Exercise directions: Take the line that contains "One point for each instance of the white front" as the first line and the last line of the material below as the final one; reproduce exactly the lines between, inclusive.

Exercise materials:
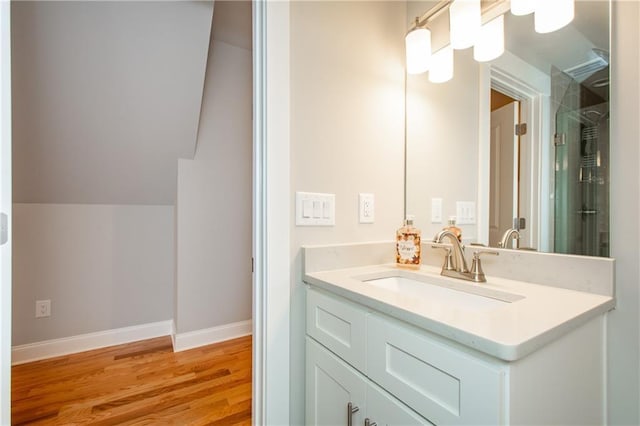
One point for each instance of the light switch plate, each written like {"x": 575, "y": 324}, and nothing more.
{"x": 366, "y": 208}
{"x": 315, "y": 209}
{"x": 465, "y": 212}
{"x": 436, "y": 210}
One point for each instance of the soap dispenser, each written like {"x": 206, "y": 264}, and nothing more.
{"x": 453, "y": 228}
{"x": 408, "y": 250}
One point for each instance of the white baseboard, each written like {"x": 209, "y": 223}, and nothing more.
{"x": 194, "y": 339}
{"x": 85, "y": 342}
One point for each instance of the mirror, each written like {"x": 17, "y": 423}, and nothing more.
{"x": 550, "y": 183}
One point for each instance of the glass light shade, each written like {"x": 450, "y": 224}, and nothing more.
{"x": 418, "y": 45}
{"x": 441, "y": 65}
{"x": 464, "y": 21}
{"x": 553, "y": 15}
{"x": 490, "y": 43}
{"x": 523, "y": 7}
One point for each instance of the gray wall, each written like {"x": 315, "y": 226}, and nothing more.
{"x": 347, "y": 132}
{"x": 102, "y": 267}
{"x": 214, "y": 207}
{"x": 106, "y": 97}
{"x": 624, "y": 322}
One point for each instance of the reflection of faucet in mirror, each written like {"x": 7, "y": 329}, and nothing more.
{"x": 510, "y": 235}
{"x": 459, "y": 264}
{"x": 459, "y": 268}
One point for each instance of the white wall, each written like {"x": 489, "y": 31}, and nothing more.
{"x": 102, "y": 267}
{"x": 347, "y": 132}
{"x": 624, "y": 322}
{"x": 213, "y": 233}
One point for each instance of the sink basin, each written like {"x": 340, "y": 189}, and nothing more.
{"x": 441, "y": 291}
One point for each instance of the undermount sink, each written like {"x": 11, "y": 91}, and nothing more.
{"x": 441, "y": 291}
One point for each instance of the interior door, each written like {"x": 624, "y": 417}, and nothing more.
{"x": 5, "y": 215}
{"x": 503, "y": 178}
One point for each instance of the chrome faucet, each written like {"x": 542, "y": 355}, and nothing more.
{"x": 508, "y": 235}
{"x": 457, "y": 267}
{"x": 459, "y": 264}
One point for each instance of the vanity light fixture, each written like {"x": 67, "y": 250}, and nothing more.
{"x": 441, "y": 65}
{"x": 490, "y": 42}
{"x": 465, "y": 30}
{"x": 465, "y": 19}
{"x": 418, "y": 49}
{"x": 523, "y": 7}
{"x": 550, "y": 16}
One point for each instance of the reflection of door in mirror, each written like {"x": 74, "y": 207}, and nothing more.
{"x": 504, "y": 167}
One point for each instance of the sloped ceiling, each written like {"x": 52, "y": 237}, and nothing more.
{"x": 106, "y": 98}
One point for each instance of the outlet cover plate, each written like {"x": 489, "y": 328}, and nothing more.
{"x": 43, "y": 308}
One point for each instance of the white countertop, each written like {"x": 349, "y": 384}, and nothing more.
{"x": 509, "y": 332}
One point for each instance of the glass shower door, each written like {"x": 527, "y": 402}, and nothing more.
{"x": 581, "y": 177}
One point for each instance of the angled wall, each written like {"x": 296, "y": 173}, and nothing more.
{"x": 107, "y": 97}
{"x": 213, "y": 209}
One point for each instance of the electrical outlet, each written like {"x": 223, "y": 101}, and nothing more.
{"x": 43, "y": 308}
{"x": 367, "y": 208}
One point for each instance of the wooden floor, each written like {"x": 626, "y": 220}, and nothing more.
{"x": 142, "y": 383}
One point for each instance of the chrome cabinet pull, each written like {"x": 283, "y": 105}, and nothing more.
{"x": 351, "y": 409}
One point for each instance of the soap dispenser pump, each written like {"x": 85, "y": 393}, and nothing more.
{"x": 408, "y": 250}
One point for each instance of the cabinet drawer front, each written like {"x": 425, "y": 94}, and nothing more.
{"x": 338, "y": 325}
{"x": 383, "y": 409}
{"x": 443, "y": 384}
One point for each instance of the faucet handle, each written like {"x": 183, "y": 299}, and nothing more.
{"x": 477, "y": 274}
{"x": 448, "y": 258}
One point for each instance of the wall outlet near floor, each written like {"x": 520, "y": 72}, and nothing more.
{"x": 43, "y": 308}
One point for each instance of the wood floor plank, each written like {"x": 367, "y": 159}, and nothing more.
{"x": 141, "y": 383}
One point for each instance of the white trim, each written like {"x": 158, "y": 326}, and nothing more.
{"x": 258, "y": 406}
{"x": 5, "y": 207}
{"x": 85, "y": 342}
{"x": 207, "y": 336}
{"x": 271, "y": 214}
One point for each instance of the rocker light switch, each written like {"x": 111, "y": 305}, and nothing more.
{"x": 315, "y": 209}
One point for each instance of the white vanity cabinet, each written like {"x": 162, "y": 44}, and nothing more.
{"x": 398, "y": 374}
{"x": 338, "y": 395}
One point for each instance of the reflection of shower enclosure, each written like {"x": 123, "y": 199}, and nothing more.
{"x": 581, "y": 199}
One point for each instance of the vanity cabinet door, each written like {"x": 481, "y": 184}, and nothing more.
{"x": 385, "y": 410}
{"x": 445, "y": 385}
{"x": 339, "y": 325}
{"x": 331, "y": 386}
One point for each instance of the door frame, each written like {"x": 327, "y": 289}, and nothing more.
{"x": 5, "y": 207}
{"x": 532, "y": 88}
{"x": 271, "y": 214}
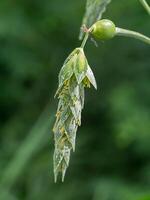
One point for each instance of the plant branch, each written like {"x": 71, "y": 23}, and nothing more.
{"x": 132, "y": 34}
{"x": 145, "y": 5}
{"x": 84, "y": 40}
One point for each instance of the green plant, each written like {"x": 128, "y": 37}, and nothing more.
{"x": 75, "y": 76}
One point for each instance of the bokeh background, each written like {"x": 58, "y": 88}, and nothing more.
{"x": 112, "y": 158}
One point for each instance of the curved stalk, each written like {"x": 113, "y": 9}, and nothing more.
{"x": 132, "y": 34}
{"x": 145, "y": 5}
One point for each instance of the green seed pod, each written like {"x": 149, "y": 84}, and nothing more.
{"x": 103, "y": 29}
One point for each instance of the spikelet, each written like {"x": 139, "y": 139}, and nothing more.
{"x": 74, "y": 77}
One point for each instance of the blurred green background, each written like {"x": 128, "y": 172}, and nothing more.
{"x": 112, "y": 158}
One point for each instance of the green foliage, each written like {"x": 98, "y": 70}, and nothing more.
{"x": 112, "y": 148}
{"x": 74, "y": 77}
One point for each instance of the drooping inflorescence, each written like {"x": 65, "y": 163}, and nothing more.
{"x": 74, "y": 77}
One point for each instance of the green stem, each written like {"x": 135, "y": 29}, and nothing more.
{"x": 145, "y": 5}
{"x": 84, "y": 40}
{"x": 132, "y": 34}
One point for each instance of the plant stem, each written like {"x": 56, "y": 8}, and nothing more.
{"x": 132, "y": 34}
{"x": 145, "y": 5}
{"x": 84, "y": 40}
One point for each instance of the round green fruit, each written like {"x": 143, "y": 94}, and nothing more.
{"x": 103, "y": 29}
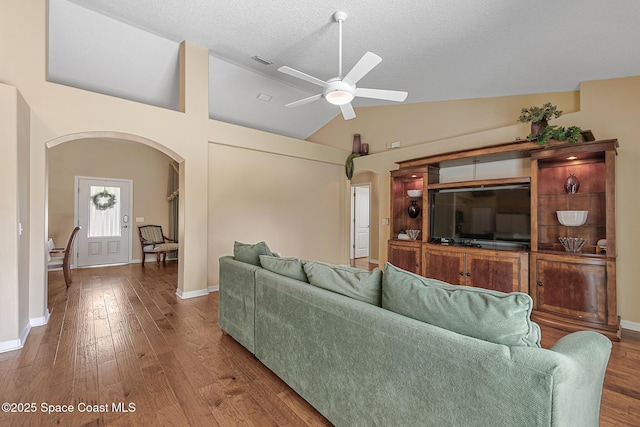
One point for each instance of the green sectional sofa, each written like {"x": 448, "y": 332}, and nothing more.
{"x": 369, "y": 359}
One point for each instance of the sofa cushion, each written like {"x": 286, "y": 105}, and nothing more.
{"x": 250, "y": 253}
{"x": 480, "y": 313}
{"x": 290, "y": 267}
{"x": 356, "y": 283}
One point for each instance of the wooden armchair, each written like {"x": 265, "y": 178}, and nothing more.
{"x": 61, "y": 257}
{"x": 154, "y": 241}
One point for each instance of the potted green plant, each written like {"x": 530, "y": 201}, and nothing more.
{"x": 539, "y": 116}
{"x": 541, "y": 131}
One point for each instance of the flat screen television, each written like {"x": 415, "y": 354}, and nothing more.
{"x": 494, "y": 217}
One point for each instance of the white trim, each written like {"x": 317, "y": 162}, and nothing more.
{"x": 25, "y": 333}
{"x": 10, "y": 345}
{"x": 633, "y": 326}
{"x": 191, "y": 294}
{"x": 16, "y": 344}
{"x": 40, "y": 321}
{"x": 77, "y": 178}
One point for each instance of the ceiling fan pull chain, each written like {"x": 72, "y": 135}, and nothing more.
{"x": 340, "y": 48}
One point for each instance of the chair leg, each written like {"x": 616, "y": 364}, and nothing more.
{"x": 67, "y": 276}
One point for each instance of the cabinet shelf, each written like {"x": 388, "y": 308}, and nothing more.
{"x": 571, "y": 291}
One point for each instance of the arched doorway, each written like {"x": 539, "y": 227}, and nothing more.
{"x": 145, "y": 163}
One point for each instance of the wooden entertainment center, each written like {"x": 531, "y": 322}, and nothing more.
{"x": 570, "y": 290}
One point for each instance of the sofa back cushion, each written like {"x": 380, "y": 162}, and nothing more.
{"x": 356, "y": 283}
{"x": 480, "y": 313}
{"x": 250, "y": 253}
{"x": 290, "y": 267}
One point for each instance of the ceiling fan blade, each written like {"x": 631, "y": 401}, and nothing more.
{"x": 387, "y": 95}
{"x": 347, "y": 111}
{"x": 367, "y": 63}
{"x": 304, "y": 101}
{"x": 299, "y": 74}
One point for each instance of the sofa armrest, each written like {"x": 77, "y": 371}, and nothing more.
{"x": 237, "y": 300}
{"x": 590, "y": 350}
{"x": 578, "y": 384}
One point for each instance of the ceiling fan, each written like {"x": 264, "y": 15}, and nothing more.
{"x": 341, "y": 90}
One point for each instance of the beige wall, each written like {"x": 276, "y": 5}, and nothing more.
{"x": 608, "y": 107}
{"x": 147, "y": 167}
{"x": 295, "y": 205}
{"x": 61, "y": 114}
{"x": 414, "y": 124}
{"x": 210, "y": 217}
{"x": 14, "y": 215}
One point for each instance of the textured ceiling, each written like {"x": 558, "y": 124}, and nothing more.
{"x": 435, "y": 50}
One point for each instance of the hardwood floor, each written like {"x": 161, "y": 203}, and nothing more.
{"x": 120, "y": 336}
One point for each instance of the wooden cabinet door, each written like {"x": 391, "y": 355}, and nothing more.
{"x": 448, "y": 266}
{"x": 571, "y": 287}
{"x": 499, "y": 273}
{"x": 405, "y": 256}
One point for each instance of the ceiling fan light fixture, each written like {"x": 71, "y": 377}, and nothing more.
{"x": 339, "y": 97}
{"x": 339, "y": 92}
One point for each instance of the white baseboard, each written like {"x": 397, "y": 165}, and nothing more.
{"x": 191, "y": 294}
{"x": 10, "y": 345}
{"x": 633, "y": 326}
{"x": 25, "y": 333}
{"x": 40, "y": 321}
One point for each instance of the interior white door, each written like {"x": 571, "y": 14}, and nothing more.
{"x": 361, "y": 221}
{"x": 104, "y": 213}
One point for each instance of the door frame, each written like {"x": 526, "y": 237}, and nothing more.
{"x": 352, "y": 249}
{"x": 77, "y": 179}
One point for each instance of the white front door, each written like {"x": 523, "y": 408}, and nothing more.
{"x": 103, "y": 211}
{"x": 361, "y": 221}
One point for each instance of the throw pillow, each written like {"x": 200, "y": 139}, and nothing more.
{"x": 250, "y": 253}
{"x": 290, "y": 267}
{"x": 356, "y": 283}
{"x": 480, "y": 313}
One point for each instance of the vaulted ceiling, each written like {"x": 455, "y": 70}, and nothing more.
{"x": 436, "y": 50}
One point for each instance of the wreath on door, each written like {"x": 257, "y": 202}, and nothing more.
{"x": 104, "y": 200}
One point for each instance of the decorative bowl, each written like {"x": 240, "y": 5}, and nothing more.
{"x": 572, "y": 244}
{"x": 572, "y": 218}
{"x": 413, "y": 234}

Answer:
One point for each instance of the white front door, each written like {"x": 523, "y": 408}, and nothing more.
{"x": 103, "y": 211}
{"x": 361, "y": 221}
One point for each instance of the throw pillow, each written like {"x": 200, "y": 139}, and nothing more.
{"x": 250, "y": 253}
{"x": 290, "y": 267}
{"x": 356, "y": 283}
{"x": 480, "y": 313}
One point for each instance of the vaulted ceiling, each written like {"x": 455, "y": 70}, and nothing more.
{"x": 436, "y": 50}
One point for each instance of the wreath on door, each written like {"x": 257, "y": 202}, and nothing more.
{"x": 104, "y": 200}
One point for each instance of the decorative bowl, each written like {"x": 240, "y": 5}, and nothing more.
{"x": 572, "y": 244}
{"x": 572, "y": 218}
{"x": 413, "y": 234}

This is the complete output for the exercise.